Boundary labeling items
________________________

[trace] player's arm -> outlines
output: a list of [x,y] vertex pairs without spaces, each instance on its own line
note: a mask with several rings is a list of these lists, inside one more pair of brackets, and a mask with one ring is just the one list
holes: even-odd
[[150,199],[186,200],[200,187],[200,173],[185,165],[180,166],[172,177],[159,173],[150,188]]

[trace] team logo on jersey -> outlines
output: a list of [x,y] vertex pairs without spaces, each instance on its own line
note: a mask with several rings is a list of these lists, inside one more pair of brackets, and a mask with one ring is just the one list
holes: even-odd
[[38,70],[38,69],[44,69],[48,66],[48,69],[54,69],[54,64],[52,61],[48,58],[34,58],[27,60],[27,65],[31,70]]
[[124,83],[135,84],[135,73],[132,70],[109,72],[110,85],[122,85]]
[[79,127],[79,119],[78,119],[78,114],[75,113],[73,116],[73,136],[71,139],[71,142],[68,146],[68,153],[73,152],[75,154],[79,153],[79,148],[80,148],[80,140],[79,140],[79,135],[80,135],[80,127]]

________________________

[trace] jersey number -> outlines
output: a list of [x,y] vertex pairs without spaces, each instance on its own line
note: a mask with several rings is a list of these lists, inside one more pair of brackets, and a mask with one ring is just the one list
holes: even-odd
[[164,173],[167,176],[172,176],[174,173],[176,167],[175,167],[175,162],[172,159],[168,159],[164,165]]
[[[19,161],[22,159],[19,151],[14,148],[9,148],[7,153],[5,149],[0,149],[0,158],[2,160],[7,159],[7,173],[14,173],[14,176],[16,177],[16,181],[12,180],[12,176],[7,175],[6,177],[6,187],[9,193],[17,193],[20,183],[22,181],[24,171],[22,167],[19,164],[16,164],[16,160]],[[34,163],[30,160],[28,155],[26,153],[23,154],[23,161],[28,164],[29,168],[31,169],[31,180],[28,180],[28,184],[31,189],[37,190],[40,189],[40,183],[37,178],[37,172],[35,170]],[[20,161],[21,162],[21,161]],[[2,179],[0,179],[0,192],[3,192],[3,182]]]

________________________

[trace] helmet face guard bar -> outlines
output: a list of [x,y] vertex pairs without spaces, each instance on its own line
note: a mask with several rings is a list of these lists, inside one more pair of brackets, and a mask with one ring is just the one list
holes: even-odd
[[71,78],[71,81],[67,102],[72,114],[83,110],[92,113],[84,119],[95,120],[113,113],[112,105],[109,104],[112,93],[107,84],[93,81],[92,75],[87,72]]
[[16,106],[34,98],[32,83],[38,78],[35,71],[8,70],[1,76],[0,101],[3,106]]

________________________

Report how many lines of the entries contain the string "trace", counting case, and give only that number.

4